HOW TO COMPLETE THIS TASK
Each of the lines from the one that contains "860L445 939H493L526 792L468" to the end of the entries below should be output exactly.

Stored items:
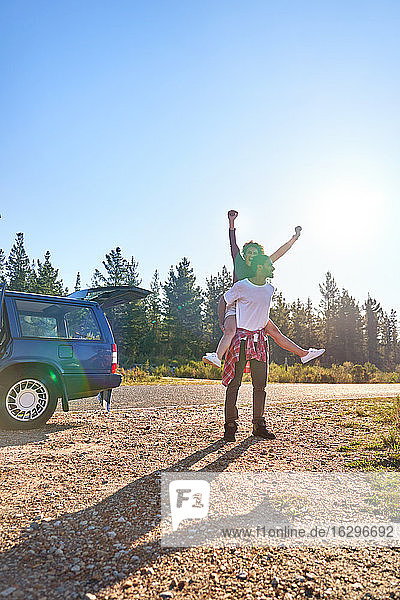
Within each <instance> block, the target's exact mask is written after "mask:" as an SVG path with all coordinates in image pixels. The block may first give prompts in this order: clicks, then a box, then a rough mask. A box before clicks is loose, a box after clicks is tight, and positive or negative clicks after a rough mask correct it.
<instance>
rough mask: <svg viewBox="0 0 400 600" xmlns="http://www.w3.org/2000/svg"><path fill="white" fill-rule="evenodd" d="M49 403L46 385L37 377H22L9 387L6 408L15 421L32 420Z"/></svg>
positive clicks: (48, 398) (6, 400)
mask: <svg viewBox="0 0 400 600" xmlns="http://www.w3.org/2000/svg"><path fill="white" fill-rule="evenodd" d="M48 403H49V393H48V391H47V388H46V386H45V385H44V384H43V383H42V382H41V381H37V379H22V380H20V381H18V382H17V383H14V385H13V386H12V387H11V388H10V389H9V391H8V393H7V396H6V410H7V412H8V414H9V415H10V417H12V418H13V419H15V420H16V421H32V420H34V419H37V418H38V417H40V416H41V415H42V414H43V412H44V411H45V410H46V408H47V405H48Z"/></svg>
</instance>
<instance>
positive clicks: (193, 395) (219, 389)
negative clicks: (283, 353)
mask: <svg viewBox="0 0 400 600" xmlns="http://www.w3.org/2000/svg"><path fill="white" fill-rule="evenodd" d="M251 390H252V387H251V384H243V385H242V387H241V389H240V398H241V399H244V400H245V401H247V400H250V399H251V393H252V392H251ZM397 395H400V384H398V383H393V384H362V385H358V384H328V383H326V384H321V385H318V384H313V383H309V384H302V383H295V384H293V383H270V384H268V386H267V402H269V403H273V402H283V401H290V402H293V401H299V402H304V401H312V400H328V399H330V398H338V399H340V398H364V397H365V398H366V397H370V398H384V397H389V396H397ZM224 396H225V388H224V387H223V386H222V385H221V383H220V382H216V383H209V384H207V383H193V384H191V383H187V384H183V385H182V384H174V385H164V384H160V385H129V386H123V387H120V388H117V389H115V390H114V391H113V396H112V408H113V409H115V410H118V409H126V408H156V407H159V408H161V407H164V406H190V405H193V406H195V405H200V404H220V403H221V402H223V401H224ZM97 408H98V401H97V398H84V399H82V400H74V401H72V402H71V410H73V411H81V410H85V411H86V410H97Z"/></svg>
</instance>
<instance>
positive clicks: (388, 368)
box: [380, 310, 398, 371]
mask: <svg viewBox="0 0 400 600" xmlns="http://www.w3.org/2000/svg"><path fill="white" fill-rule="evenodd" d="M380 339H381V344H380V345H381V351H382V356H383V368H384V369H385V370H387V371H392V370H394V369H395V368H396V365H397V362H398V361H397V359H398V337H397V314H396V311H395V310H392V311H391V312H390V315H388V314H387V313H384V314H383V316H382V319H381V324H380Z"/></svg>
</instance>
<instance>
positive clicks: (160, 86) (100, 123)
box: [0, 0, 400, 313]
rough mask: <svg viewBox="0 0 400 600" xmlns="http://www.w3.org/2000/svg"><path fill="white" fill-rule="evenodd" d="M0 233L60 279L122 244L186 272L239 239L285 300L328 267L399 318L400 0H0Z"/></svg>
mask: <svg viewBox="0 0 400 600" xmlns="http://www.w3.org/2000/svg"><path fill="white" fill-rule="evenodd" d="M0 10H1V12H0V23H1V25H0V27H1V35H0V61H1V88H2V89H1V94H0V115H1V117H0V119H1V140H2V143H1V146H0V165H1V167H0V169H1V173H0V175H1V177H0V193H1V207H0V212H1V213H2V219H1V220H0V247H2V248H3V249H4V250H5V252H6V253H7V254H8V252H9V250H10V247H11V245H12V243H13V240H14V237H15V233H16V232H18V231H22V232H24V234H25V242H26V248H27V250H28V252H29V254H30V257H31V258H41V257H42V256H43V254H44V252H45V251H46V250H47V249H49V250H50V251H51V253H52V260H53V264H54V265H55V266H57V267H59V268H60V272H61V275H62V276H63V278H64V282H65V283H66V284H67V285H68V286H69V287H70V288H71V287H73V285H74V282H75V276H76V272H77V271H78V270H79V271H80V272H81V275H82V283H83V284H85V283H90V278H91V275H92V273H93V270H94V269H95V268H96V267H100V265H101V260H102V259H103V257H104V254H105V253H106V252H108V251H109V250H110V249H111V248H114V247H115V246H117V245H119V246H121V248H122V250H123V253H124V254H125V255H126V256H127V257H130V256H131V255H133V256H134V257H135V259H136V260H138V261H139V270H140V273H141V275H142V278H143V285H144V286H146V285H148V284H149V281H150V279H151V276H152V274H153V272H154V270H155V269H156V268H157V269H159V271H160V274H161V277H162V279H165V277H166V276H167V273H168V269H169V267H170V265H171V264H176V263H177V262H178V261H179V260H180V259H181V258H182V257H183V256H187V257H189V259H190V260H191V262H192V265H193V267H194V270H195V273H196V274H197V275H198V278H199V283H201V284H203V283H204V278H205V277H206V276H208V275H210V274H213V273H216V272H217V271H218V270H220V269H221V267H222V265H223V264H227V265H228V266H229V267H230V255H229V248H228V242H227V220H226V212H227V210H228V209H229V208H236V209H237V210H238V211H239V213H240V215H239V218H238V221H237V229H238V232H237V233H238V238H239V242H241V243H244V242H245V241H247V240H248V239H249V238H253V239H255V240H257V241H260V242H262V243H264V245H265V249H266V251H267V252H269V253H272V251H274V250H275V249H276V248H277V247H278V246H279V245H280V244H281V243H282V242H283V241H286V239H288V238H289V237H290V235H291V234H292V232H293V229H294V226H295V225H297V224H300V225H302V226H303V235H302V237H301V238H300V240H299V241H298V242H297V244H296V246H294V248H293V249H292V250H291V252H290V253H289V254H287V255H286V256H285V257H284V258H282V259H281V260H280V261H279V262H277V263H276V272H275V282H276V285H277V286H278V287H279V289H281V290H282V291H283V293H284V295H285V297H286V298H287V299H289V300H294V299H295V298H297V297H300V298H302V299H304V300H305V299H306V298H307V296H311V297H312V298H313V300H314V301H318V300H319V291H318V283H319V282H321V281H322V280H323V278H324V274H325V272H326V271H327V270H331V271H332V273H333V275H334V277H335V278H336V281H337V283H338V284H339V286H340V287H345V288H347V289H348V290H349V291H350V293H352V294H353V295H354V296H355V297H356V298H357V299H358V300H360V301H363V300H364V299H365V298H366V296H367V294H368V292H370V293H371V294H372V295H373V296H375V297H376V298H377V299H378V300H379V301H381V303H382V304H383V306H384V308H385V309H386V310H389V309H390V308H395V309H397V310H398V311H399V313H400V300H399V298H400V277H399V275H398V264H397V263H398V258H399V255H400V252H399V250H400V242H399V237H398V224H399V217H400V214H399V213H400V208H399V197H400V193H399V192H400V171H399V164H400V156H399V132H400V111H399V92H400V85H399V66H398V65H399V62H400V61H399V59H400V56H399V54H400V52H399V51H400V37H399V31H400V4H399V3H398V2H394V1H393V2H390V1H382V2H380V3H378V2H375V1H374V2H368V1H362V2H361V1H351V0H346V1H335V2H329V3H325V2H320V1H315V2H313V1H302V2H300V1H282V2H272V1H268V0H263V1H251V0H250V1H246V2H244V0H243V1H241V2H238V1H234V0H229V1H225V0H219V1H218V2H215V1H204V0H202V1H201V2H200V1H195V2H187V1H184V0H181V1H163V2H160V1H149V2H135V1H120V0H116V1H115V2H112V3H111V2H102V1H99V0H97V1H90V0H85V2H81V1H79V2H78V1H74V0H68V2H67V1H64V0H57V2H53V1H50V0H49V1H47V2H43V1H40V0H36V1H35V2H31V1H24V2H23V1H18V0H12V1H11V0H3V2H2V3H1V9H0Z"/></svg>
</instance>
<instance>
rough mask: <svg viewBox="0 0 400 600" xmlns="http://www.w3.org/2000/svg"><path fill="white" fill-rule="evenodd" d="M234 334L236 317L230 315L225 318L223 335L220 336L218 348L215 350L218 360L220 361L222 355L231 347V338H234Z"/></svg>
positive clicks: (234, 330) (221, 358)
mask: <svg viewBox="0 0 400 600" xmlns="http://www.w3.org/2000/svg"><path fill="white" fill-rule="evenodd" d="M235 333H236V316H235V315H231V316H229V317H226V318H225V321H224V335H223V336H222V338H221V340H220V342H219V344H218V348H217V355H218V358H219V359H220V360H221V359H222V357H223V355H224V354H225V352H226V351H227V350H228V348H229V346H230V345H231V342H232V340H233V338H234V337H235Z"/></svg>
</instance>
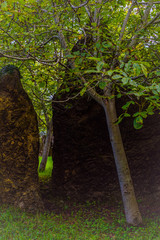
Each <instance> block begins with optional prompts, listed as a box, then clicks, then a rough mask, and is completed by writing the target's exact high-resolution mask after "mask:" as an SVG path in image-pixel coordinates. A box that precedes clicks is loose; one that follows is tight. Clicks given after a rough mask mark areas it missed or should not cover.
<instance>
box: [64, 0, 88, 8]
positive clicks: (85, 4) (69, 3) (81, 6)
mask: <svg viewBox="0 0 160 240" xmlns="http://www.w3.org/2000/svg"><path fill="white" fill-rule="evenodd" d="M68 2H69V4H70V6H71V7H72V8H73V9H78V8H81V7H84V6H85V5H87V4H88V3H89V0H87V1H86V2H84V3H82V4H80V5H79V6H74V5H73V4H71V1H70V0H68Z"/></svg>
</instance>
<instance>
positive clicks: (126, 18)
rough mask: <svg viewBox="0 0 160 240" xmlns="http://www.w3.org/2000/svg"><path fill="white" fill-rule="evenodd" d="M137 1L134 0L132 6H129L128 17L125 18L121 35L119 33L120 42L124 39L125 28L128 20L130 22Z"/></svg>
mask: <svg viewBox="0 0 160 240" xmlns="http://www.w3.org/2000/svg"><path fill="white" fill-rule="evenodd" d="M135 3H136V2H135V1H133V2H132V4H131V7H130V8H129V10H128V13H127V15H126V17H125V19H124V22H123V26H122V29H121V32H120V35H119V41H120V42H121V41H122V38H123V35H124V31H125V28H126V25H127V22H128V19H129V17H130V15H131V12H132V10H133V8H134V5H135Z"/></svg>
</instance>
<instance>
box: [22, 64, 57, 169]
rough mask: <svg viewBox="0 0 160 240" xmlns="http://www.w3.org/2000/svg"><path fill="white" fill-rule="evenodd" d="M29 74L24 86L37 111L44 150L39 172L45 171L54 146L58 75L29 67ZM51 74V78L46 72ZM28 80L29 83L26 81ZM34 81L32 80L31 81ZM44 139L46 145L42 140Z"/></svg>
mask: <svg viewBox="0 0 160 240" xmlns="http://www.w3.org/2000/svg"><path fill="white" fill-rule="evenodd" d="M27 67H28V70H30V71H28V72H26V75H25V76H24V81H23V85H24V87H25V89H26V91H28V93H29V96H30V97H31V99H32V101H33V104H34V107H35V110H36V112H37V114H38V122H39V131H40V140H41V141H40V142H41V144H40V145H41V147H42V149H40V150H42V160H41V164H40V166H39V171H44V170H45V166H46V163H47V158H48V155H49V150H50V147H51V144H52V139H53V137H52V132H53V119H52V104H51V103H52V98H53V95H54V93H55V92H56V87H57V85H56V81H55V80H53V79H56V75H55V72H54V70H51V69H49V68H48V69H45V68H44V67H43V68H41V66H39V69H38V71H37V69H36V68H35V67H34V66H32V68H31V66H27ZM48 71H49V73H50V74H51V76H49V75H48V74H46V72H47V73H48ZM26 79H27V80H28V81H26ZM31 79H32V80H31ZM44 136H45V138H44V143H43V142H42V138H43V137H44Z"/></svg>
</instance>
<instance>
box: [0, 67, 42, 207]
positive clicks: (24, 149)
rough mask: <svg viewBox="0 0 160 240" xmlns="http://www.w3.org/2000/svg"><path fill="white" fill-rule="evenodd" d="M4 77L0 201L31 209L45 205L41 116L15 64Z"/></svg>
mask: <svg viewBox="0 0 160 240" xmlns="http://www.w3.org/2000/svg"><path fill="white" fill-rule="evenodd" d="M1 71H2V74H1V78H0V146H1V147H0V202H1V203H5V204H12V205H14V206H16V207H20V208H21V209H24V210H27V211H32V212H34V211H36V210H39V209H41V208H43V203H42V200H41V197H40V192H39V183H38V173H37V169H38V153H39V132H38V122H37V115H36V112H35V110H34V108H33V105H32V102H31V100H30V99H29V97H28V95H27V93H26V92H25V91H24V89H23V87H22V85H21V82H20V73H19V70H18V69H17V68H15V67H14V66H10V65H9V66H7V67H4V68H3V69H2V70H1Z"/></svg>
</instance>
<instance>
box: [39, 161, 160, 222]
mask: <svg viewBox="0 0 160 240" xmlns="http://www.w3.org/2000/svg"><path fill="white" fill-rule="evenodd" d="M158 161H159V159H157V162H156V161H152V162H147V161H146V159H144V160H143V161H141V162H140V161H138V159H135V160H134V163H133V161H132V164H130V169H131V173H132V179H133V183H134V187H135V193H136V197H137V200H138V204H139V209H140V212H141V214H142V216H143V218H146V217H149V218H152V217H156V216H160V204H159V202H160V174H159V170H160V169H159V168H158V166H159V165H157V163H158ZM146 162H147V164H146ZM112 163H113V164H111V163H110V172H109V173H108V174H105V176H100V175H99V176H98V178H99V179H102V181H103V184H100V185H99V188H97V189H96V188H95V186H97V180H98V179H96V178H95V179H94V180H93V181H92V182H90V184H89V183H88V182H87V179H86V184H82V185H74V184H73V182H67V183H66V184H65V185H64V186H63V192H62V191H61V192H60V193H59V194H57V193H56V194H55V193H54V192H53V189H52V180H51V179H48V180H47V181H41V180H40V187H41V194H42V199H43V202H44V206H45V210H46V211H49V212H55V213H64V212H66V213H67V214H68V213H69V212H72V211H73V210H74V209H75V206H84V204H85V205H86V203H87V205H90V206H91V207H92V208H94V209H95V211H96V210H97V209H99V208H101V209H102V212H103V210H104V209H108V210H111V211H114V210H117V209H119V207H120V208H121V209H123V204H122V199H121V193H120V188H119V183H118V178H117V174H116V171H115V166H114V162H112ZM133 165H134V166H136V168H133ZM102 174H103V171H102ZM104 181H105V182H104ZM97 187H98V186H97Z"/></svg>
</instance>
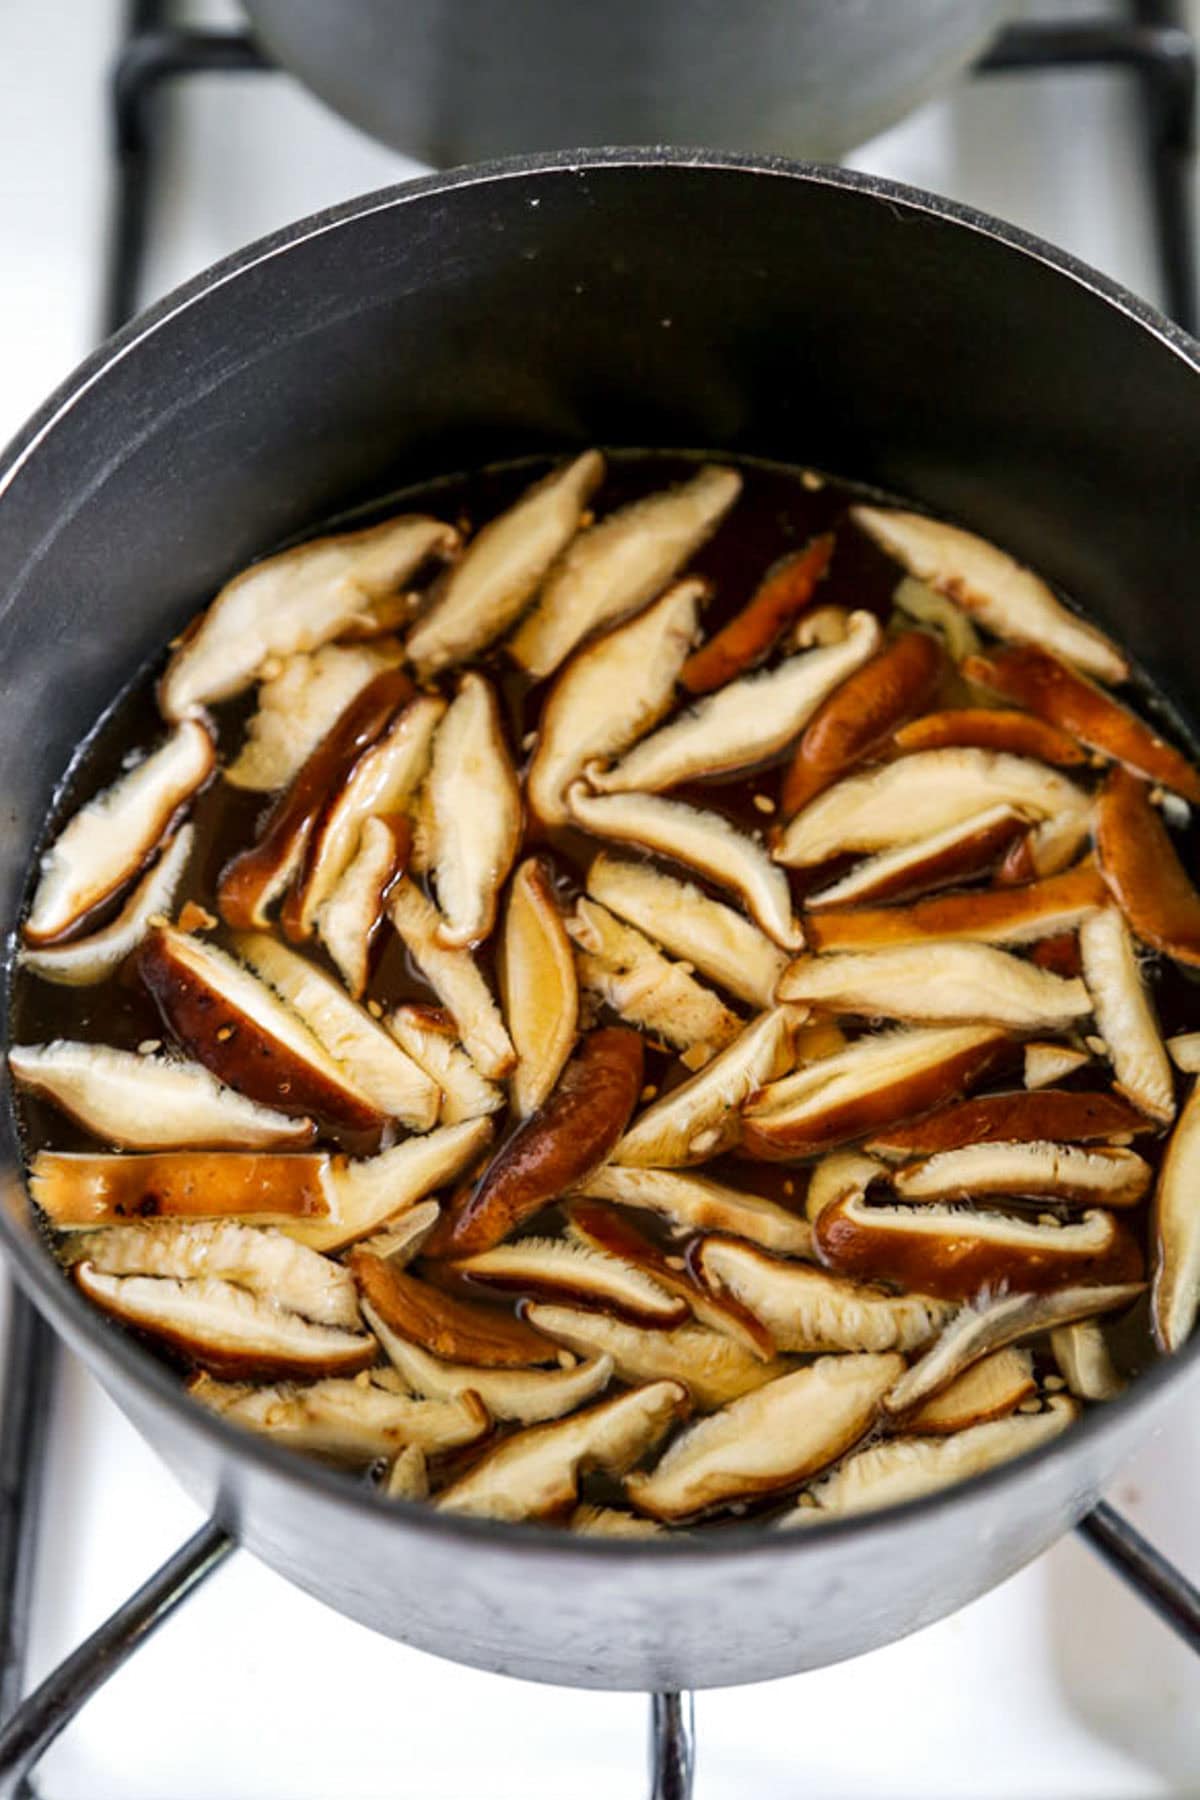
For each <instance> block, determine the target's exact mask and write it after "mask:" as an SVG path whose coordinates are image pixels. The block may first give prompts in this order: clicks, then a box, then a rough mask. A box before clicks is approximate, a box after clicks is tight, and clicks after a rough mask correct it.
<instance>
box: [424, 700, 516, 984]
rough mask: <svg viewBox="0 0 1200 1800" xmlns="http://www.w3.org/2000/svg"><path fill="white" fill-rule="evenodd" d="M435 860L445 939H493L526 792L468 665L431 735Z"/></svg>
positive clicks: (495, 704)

WRITTEN RESPONSE
rough mask: <svg viewBox="0 0 1200 1800" xmlns="http://www.w3.org/2000/svg"><path fill="white" fill-rule="evenodd" d="M435 860L445 939H493L526 792L468 665L431 735Z"/></svg>
positive clicks: (495, 704)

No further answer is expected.